* [What to work on] Transcribe verbatim the portion of the passage on landscape starting with "At the opposite" and going on through "or sublime nature.".

* [Document section]

*-*-*

THE LANDSCAPE
The landscape is, in the first instance, the place where not so much man
himself, as rather the traces of his presence are to be seen: the
inhabited world (urban landscape) or the laboured world (agricultural
or industrial landscape). Showing the inhabited or laboured world,
rather that the humans that inhabit or labour it - the scene rather than
the drama, has the major advantage that it makes visible complex
relations that threaten to remain invisible when concentrating on purely human
interactions: think of what is revealed when showing castles amid the
laboured land or of sky-scrapers amid an ocean of slums - not to mention
more sophisticated images like Brueghels 'Tower of Babel'. Of this kind
of landscape, there is also a more 'sublime' (erhaben) version: the ruin - also as
industrial ruin, or, broader still, as an archaeological site, where
the remains of human activity are still visible, whereas what motivated
it has disappeared. To phrase it with Bertolt Brecht 'Und
von den Stätten wird bleiben: der durch sie hindurchging, der Wind.' (Of
these cities will remain: that which passed through them — the Wind!)
At the opposite end of the inhabited and laboured world of man, is the
uninhabited and untouched - virgin - world of nature:
the idyllic or sublime nature.

*-*-*

* [Given information]
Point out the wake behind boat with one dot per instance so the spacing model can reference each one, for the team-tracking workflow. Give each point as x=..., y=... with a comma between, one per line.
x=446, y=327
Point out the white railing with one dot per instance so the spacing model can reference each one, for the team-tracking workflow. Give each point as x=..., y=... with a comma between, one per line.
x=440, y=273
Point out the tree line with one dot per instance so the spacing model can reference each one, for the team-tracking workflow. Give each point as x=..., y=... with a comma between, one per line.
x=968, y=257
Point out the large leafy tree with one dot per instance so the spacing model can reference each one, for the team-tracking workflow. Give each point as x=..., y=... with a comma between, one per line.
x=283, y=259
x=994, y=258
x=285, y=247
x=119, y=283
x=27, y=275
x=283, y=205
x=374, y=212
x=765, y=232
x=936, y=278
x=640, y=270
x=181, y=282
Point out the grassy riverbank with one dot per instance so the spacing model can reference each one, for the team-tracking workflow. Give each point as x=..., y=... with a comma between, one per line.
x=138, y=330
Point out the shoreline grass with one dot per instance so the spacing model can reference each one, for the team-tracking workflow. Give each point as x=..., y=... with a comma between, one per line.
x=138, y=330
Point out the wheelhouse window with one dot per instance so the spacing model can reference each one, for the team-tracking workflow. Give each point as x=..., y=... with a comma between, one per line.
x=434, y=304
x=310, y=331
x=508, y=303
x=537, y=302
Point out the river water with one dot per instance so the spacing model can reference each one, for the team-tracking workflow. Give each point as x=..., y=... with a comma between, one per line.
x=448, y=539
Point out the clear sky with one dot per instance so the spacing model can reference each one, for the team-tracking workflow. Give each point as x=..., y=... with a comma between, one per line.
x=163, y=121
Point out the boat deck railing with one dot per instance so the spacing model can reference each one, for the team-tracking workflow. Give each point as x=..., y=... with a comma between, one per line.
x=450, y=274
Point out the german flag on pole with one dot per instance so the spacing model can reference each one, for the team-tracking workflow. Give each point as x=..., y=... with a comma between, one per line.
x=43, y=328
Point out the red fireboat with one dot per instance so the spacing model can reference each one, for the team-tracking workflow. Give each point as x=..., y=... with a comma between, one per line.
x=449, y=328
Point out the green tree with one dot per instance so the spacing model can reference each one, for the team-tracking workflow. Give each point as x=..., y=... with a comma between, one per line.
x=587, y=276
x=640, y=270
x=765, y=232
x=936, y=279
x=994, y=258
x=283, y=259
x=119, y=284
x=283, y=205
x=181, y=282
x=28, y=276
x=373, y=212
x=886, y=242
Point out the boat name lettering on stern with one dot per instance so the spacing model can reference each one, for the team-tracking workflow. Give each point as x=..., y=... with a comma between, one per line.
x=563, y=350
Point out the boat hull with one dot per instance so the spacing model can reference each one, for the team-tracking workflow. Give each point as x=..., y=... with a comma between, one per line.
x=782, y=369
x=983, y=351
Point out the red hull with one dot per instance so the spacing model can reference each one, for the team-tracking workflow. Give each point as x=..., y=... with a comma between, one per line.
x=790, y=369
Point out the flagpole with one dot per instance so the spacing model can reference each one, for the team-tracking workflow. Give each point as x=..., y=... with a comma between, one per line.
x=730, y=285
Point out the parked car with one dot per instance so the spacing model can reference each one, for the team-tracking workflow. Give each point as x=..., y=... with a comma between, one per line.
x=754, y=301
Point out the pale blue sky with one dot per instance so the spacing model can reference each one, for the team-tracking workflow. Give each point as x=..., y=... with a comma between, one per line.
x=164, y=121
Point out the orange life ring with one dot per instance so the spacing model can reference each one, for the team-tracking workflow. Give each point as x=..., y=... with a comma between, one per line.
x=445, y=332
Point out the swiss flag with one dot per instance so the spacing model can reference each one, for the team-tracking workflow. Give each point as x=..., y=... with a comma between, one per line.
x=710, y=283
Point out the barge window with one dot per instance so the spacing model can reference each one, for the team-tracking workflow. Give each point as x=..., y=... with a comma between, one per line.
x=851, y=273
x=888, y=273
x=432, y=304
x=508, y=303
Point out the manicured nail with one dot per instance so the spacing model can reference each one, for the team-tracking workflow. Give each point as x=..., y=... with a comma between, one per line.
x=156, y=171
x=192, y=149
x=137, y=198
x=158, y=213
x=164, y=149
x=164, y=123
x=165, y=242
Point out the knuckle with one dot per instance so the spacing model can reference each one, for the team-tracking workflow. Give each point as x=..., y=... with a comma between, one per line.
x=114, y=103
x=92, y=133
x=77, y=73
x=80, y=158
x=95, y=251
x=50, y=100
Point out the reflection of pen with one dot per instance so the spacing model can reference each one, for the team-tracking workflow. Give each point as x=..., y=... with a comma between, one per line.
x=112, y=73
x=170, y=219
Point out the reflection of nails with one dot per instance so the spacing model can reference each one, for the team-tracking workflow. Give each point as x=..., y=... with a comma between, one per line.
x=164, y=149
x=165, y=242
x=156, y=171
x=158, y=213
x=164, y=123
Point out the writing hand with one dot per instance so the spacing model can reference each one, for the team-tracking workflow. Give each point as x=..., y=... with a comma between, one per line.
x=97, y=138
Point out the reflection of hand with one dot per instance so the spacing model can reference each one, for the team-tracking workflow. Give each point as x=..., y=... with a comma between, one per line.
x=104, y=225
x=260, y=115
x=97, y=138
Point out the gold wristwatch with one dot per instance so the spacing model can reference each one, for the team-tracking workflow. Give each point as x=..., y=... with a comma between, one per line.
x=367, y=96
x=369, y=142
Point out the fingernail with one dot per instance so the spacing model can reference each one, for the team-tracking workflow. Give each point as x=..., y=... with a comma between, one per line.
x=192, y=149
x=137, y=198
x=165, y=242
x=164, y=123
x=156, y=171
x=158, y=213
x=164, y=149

*-*-*

* [Task answer]
At the opposite end of the inhabited and laboured world of man, is the
uninhabited and untouched - virgin - world of nature:
the idyllic or sublime nature.